Exercise materials section start

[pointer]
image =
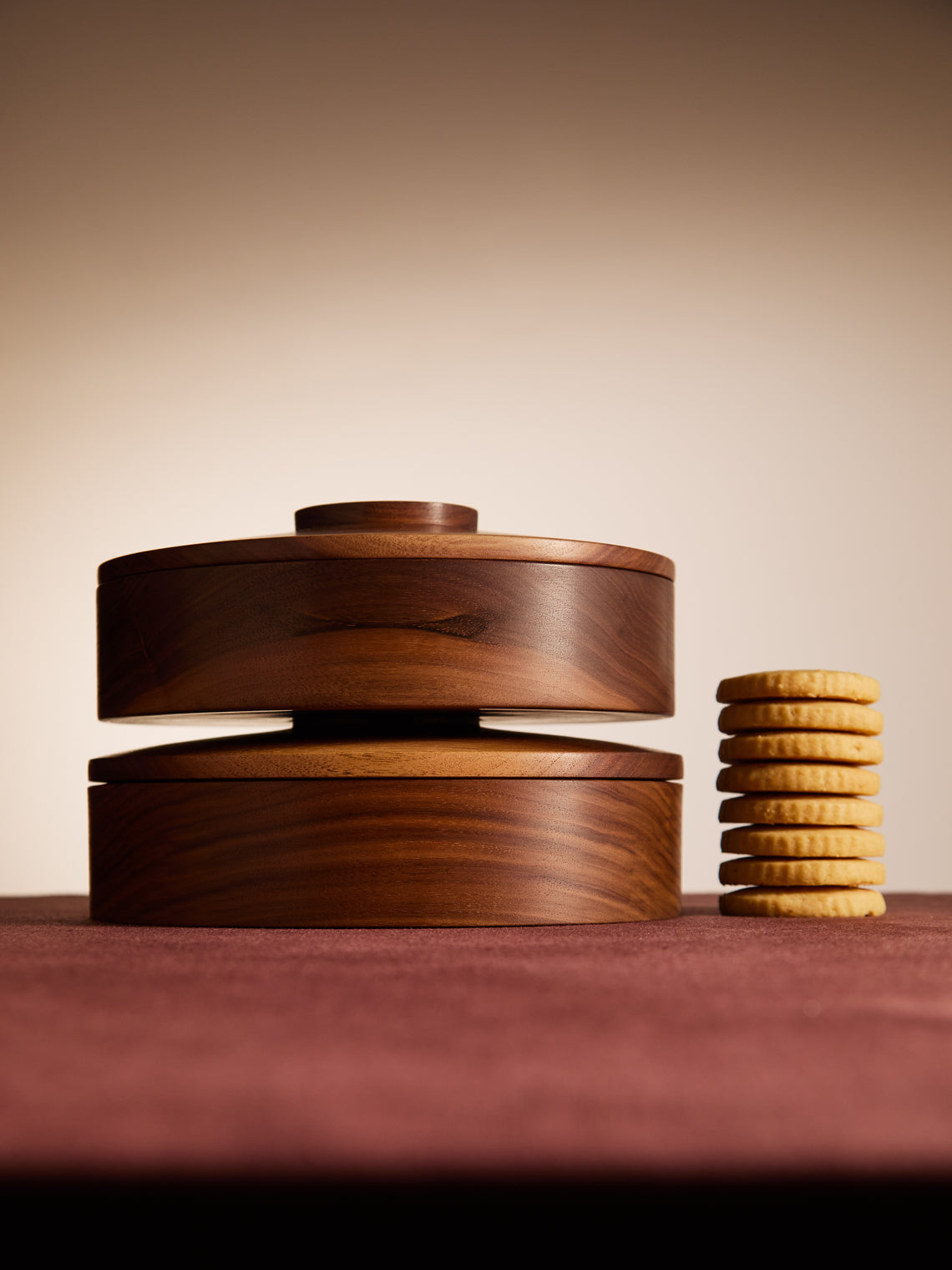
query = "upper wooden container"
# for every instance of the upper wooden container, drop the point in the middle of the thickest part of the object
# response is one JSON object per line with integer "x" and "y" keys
{"x": 386, "y": 606}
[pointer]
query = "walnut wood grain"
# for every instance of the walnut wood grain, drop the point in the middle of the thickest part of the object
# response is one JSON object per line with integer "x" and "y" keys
{"x": 393, "y": 634}
{"x": 295, "y": 754}
{"x": 386, "y": 518}
{"x": 383, "y": 852}
{"x": 388, "y": 546}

Exercise materials section end

Omit the images and transcribe all of the records above word for word.

* [Answer to the problem]
[pointer]
image =
query = "upper wooden container"
# for every instance of the upper wooden container, drop the point in the middle of the thickest part of the object
# response is one JSON object per line with integer "x" and "y" keys
{"x": 386, "y": 606}
[pointer]
query = "walnut wood grain"
# for every instance of the walnut wood grain, drop the point in the middle of the thickest part of the object
# response is one JSON object per line with integer "x" and "y" keys
{"x": 393, "y": 634}
{"x": 295, "y": 754}
{"x": 386, "y": 518}
{"x": 383, "y": 852}
{"x": 388, "y": 546}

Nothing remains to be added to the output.